### Material to process
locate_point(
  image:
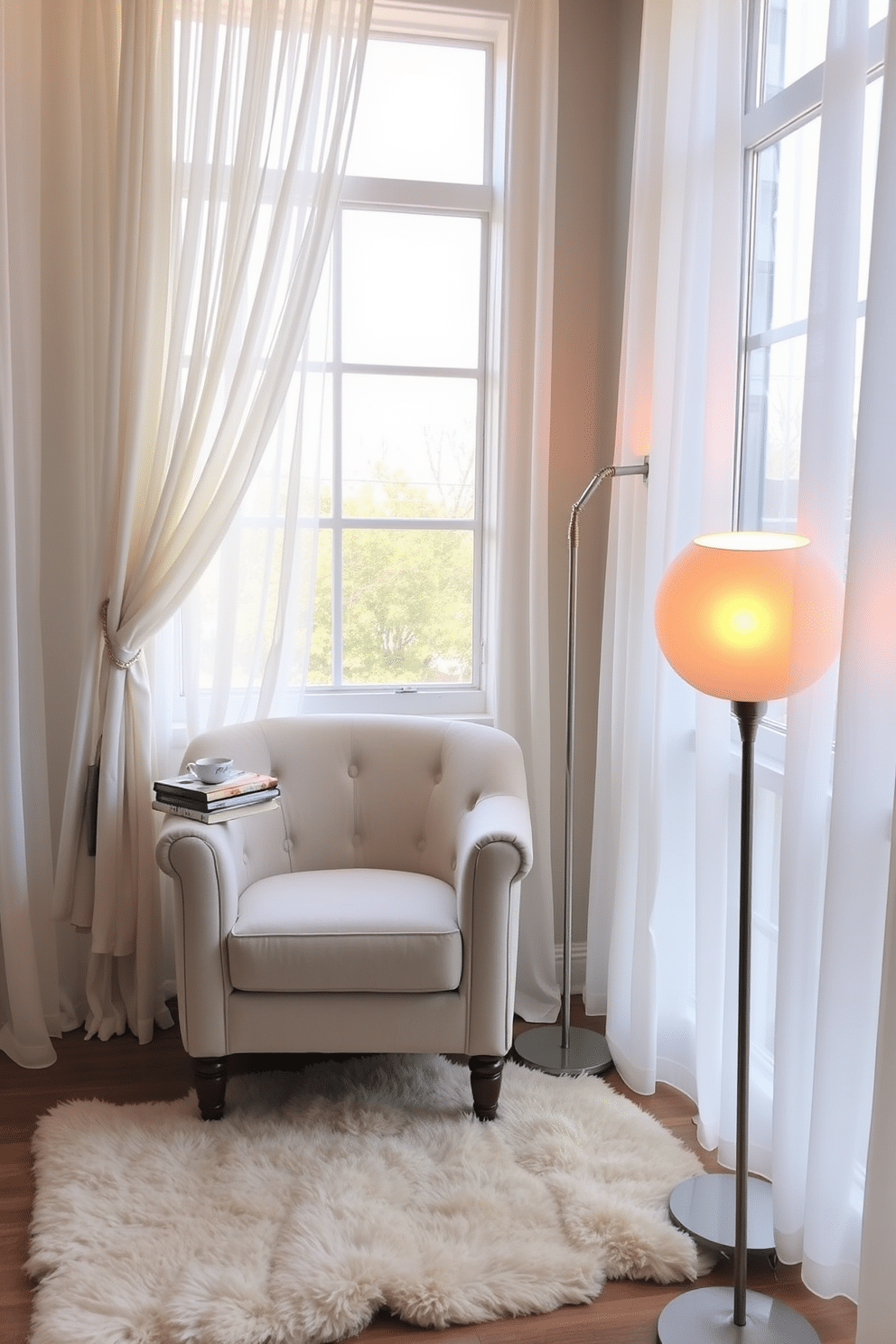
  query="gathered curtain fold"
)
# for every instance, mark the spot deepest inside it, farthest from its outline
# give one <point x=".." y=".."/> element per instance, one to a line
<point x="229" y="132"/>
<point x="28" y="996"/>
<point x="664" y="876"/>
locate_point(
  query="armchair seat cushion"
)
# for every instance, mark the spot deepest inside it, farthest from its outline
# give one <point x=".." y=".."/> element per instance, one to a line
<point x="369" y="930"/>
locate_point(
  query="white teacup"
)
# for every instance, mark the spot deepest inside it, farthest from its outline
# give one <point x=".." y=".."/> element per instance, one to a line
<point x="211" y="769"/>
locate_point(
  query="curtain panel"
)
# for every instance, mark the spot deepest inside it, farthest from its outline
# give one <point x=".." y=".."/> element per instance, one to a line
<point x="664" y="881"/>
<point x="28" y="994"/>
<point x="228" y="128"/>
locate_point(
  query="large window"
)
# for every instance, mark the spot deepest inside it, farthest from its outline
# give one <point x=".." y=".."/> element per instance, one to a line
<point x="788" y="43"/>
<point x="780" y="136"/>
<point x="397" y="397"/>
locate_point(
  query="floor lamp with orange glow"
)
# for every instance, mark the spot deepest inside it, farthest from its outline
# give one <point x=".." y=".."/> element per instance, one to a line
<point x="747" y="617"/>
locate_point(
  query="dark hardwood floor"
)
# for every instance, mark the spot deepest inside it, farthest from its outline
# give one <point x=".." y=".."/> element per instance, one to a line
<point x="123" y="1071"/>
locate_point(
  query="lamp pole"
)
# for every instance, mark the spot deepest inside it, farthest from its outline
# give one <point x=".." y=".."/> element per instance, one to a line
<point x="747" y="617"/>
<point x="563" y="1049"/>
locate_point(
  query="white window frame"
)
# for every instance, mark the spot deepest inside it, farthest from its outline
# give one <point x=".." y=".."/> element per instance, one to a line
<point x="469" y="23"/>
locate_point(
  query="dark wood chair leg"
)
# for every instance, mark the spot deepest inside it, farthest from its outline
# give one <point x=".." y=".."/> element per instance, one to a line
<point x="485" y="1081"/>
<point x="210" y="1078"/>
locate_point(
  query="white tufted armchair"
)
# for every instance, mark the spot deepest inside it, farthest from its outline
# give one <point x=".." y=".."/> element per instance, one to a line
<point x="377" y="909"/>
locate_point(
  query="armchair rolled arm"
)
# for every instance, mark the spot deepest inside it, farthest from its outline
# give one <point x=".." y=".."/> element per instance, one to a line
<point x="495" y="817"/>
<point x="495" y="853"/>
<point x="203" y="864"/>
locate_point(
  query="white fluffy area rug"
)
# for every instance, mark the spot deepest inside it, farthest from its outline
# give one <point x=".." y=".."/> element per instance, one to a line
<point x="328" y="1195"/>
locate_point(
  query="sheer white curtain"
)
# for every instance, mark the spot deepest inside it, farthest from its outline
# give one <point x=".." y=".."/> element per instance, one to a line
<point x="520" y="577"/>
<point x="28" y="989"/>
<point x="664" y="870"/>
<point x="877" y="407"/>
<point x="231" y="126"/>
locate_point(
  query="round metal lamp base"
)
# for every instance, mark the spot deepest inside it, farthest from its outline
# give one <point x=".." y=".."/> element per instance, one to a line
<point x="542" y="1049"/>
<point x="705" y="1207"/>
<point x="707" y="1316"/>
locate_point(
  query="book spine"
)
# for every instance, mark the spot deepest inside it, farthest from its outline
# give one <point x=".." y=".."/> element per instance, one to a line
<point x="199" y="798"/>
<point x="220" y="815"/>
######
- [Exercise brief]
Reproduce each line of the material in which the string "floor" occurs.

- [Output]
  query="floor lamp with orange glow"
  query="dark hardwood floor"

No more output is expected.